Task to complete
Exactly as they appear, restate the lines of the material, from the first through the one containing "baseball pants in".

Task material
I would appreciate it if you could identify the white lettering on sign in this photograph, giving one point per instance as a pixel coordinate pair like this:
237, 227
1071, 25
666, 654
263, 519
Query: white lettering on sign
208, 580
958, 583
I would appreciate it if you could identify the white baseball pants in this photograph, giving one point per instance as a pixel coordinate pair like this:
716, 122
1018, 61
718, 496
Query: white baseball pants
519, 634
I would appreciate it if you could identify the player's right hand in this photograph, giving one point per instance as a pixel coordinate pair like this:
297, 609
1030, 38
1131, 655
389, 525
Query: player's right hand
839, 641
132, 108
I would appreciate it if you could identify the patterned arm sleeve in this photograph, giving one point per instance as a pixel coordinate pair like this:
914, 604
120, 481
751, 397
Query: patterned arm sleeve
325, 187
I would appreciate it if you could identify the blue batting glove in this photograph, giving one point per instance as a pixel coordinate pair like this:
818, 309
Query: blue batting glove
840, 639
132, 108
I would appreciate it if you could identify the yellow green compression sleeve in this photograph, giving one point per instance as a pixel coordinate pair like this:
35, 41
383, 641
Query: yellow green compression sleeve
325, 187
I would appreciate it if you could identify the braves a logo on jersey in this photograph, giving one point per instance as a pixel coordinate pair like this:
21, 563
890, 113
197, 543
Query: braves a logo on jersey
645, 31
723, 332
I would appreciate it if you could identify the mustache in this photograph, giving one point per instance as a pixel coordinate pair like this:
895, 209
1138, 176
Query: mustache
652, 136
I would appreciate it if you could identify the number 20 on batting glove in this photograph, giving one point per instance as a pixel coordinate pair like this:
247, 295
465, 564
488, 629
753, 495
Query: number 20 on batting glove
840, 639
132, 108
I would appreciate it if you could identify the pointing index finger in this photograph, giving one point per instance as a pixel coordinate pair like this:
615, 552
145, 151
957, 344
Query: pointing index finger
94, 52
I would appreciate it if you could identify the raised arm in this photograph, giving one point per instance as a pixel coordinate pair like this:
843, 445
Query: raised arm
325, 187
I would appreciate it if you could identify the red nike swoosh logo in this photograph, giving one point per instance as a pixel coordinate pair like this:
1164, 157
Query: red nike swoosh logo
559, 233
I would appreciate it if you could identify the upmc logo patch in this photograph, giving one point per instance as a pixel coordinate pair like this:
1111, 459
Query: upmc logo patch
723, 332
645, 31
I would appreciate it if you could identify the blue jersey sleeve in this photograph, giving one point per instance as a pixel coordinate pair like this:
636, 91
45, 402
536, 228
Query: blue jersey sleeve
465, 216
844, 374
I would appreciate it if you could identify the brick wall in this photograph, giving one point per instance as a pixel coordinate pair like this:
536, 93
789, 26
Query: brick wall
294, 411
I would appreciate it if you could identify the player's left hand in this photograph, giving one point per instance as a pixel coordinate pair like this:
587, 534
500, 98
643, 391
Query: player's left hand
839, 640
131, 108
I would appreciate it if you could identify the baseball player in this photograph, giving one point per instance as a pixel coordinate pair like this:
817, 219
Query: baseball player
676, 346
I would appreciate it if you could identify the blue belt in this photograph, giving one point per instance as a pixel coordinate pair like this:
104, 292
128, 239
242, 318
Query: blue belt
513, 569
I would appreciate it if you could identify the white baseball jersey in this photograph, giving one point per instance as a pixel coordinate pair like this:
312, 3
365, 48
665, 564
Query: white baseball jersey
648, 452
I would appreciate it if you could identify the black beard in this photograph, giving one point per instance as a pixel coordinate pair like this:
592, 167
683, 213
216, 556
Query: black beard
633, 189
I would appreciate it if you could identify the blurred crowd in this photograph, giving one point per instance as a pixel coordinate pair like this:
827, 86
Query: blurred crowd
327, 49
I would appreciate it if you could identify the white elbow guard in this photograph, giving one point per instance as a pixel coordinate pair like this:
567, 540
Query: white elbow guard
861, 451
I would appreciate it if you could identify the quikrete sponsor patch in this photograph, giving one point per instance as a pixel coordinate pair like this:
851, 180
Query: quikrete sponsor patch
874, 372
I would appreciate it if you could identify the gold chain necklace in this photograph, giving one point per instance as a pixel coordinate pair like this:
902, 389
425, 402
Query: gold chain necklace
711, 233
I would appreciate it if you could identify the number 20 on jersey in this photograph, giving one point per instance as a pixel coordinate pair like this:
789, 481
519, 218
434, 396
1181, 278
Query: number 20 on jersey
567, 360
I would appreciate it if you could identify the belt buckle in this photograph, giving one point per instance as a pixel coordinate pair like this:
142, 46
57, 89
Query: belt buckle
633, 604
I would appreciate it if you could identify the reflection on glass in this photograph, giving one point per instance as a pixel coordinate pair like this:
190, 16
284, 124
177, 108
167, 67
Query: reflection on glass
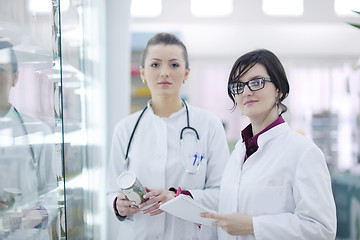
28, 173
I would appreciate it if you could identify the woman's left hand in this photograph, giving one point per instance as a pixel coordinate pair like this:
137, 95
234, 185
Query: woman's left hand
156, 198
234, 224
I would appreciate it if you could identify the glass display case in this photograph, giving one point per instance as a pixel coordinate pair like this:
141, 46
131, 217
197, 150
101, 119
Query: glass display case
49, 156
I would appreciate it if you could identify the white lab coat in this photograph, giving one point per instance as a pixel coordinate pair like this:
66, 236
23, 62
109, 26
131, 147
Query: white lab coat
285, 185
36, 182
155, 157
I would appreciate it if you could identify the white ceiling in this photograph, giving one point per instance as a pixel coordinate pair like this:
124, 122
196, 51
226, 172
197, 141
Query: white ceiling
318, 33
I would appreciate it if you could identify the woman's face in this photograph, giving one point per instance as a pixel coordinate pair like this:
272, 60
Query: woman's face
257, 105
164, 70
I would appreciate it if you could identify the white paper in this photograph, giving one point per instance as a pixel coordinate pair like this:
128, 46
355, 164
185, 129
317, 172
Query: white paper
188, 209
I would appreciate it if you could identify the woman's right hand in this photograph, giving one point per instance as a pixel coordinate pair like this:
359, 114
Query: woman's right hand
123, 205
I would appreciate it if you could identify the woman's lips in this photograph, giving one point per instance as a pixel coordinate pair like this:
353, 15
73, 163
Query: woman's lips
165, 83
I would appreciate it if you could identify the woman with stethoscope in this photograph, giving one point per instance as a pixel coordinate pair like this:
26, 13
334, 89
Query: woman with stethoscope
169, 144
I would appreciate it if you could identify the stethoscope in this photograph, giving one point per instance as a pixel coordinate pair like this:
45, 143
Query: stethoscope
26, 134
190, 152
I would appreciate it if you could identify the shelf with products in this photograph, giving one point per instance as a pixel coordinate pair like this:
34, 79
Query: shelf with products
325, 135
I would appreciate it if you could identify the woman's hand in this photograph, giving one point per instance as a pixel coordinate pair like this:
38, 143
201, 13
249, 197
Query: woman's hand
156, 198
3, 204
123, 206
233, 224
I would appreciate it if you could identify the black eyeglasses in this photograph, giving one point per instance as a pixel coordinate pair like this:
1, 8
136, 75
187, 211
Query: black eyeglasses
254, 85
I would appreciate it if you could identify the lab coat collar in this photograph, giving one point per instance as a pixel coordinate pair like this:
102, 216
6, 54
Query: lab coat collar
272, 133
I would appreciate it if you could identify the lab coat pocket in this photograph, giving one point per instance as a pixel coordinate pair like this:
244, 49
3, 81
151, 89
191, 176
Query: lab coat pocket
267, 200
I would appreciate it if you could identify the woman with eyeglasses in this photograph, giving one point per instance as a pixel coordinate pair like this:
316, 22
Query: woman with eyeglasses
171, 146
276, 184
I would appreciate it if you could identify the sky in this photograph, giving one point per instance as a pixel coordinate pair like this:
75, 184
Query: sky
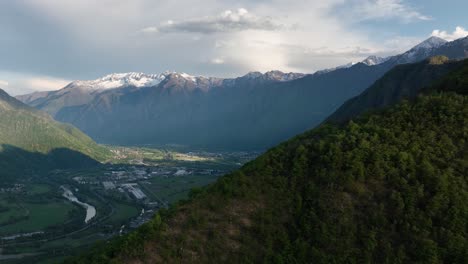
45, 44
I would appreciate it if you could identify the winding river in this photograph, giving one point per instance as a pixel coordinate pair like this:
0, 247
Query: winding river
90, 210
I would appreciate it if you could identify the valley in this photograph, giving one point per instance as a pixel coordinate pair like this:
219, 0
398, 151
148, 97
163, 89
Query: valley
46, 217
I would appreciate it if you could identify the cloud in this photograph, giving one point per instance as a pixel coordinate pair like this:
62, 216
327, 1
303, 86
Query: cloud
228, 21
459, 32
217, 61
365, 10
18, 83
46, 83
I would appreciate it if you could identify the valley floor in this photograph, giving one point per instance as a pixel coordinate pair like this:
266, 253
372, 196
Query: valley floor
45, 217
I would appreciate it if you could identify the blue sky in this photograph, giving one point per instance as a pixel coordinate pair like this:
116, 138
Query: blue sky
44, 44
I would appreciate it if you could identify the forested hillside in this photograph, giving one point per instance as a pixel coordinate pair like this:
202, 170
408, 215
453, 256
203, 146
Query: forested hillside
31, 141
386, 188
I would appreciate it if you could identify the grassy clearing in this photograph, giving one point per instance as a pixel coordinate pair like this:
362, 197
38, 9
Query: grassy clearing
39, 217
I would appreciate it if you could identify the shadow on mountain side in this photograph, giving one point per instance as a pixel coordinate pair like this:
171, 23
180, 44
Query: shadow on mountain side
14, 161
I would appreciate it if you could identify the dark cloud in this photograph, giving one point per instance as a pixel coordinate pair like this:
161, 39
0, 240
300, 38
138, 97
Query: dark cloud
228, 21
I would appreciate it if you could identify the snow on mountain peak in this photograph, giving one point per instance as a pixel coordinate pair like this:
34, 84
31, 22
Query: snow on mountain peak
374, 60
136, 79
430, 43
116, 80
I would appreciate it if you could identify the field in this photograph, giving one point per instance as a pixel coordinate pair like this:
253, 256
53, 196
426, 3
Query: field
172, 189
132, 180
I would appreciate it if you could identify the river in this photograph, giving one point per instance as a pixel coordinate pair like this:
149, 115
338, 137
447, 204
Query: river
90, 210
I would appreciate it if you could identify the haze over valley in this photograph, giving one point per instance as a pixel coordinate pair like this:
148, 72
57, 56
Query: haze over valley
285, 132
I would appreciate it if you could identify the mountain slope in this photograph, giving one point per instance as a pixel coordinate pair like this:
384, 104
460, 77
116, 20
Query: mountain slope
255, 111
389, 188
402, 82
32, 140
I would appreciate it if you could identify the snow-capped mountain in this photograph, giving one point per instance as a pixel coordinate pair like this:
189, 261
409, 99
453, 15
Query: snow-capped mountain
134, 79
274, 76
374, 60
344, 66
420, 51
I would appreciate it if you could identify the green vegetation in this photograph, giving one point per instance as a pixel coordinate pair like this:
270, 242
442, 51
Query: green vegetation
28, 136
386, 188
38, 217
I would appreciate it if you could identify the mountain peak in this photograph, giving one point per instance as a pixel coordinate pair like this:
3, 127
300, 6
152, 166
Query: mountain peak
116, 80
274, 75
430, 43
374, 60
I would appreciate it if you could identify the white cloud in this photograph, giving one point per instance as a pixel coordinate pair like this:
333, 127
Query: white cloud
363, 10
227, 21
459, 32
98, 37
19, 83
46, 83
217, 61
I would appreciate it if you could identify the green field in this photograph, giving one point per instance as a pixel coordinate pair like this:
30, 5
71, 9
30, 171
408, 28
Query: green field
122, 213
40, 216
175, 188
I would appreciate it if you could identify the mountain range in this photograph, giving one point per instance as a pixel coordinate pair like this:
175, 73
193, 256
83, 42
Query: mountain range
254, 111
32, 141
388, 187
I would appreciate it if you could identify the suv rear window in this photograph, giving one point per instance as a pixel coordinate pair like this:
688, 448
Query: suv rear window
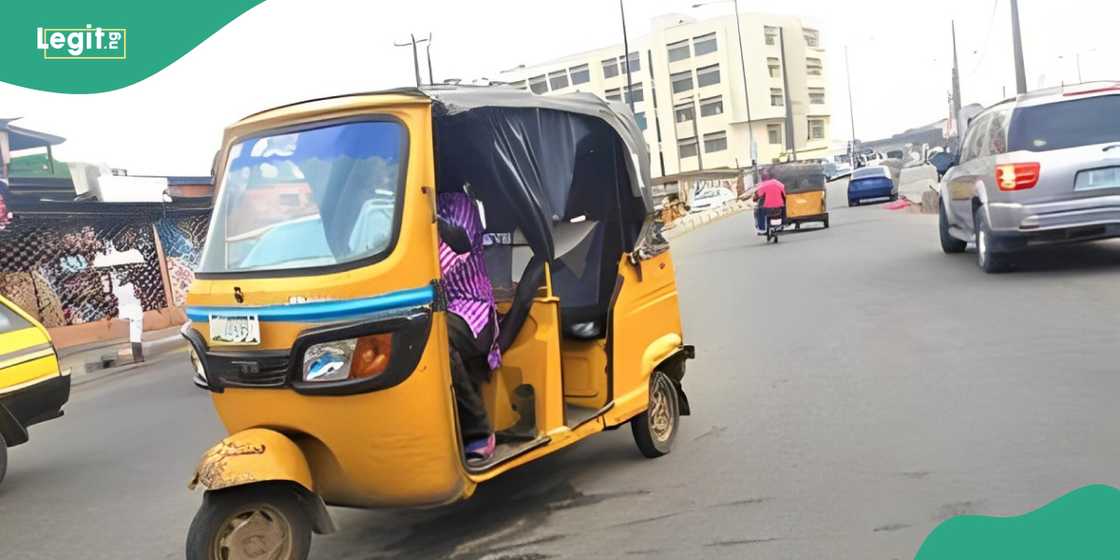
10, 320
1065, 124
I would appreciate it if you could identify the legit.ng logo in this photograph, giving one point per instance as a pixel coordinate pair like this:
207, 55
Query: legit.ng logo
83, 44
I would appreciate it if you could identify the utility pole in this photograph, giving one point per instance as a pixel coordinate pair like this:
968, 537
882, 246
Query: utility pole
416, 55
791, 139
851, 110
431, 77
746, 94
630, 82
957, 93
1020, 73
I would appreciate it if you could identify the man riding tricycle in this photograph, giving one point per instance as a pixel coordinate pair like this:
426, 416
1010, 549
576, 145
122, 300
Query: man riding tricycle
407, 294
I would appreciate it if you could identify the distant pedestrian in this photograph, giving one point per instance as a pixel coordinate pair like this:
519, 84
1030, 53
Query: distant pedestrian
771, 197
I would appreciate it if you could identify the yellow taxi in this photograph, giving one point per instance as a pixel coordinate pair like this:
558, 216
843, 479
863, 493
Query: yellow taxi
33, 389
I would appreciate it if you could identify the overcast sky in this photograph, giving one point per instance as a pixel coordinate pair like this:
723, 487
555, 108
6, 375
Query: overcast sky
287, 50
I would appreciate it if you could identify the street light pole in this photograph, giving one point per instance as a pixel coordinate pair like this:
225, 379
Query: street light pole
746, 92
416, 55
630, 82
431, 78
851, 110
1020, 73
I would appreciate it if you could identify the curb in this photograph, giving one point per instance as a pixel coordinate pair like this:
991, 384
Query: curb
112, 372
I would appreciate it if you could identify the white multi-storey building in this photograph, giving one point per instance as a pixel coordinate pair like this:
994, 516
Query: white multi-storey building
688, 90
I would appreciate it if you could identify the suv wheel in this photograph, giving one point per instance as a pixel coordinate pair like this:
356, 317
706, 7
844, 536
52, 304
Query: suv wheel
989, 261
949, 243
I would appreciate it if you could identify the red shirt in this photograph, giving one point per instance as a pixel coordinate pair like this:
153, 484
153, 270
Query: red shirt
772, 194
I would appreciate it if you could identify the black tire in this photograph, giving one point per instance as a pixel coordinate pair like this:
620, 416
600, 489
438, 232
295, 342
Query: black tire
272, 503
949, 243
989, 261
655, 439
3, 457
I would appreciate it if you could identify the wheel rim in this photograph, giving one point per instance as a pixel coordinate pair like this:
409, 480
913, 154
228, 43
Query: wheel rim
257, 533
662, 410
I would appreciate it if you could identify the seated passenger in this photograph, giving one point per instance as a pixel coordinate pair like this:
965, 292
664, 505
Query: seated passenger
472, 318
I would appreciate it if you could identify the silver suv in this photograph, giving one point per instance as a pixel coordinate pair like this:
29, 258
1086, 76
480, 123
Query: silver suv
1039, 168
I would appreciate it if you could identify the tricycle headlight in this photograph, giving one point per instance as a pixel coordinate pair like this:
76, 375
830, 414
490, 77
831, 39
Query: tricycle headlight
195, 361
328, 361
348, 358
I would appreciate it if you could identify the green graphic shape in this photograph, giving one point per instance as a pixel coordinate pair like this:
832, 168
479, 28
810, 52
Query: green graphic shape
156, 34
1082, 524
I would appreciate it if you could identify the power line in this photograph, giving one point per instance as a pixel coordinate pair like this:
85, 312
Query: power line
987, 38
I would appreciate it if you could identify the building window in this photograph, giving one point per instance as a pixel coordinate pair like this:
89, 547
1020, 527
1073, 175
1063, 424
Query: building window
705, 44
812, 38
679, 50
635, 94
715, 141
539, 84
609, 67
813, 66
635, 62
774, 133
711, 106
817, 129
708, 75
580, 74
682, 81
771, 34
776, 98
558, 80
684, 113
687, 147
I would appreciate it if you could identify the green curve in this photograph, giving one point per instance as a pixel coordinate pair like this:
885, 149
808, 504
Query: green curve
158, 33
1082, 524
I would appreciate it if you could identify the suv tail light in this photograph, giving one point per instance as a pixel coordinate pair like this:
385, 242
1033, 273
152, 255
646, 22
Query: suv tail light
1017, 176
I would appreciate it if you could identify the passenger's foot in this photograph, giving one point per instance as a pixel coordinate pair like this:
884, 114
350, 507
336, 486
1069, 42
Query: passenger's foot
481, 450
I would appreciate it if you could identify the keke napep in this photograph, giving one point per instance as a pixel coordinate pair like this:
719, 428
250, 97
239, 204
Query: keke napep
324, 233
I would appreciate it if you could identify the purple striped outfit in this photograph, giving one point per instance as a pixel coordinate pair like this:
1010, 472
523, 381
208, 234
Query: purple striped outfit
468, 289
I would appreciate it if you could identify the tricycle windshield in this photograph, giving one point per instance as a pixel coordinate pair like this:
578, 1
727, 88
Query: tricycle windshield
307, 198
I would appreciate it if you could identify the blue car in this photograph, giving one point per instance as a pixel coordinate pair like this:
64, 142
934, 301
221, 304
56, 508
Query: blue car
869, 183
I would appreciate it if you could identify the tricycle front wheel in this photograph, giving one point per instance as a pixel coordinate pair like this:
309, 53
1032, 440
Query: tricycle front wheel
655, 428
250, 522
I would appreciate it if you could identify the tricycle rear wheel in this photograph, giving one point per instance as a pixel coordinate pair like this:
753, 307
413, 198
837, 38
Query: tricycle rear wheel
655, 429
250, 522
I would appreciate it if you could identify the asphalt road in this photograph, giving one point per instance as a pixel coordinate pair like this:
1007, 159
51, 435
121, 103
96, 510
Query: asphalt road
852, 388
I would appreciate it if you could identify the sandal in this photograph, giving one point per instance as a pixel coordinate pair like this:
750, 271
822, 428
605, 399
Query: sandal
481, 450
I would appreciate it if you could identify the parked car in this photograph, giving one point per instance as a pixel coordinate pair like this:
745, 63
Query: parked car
868, 183
1039, 168
711, 198
33, 389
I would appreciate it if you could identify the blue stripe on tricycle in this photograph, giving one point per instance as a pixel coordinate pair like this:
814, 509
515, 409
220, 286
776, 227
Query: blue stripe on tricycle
322, 310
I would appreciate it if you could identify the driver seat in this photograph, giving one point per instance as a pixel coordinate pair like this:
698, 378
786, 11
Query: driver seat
532, 278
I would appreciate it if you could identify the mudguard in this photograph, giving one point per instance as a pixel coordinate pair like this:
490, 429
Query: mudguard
253, 456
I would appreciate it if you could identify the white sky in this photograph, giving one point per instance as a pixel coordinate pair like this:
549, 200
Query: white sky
287, 50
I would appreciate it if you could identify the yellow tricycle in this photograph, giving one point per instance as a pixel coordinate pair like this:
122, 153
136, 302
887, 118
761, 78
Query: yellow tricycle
322, 309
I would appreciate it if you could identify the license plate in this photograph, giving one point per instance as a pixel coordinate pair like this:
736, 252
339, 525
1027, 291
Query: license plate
235, 329
1093, 179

Exercise output
I would appreciate it if you could identify the white lettering on sign in this photograph, giving one point per instance as a pixel coordinate pair like this:
237, 227
1071, 25
666, 654
263, 519
Query: white lettering on sign
208, 580
958, 583
I would appreciate it if you could identify the white baseball pants in this photograph, giving one point per instance as a pixel coordinate pair like this:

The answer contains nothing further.